<<<<

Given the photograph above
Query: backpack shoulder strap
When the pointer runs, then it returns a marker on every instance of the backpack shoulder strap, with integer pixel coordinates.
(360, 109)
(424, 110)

>>>>

TRY IT: Every line from the one that holds "When the pointer" to the end of the data above should be given again exactly, with that line and the last one both kept.

ANSWER:
When the pointer runs, then it returns a marker on every instance of the backpack shoulder strap, with integer pixel coordinates.
(360, 109)
(424, 110)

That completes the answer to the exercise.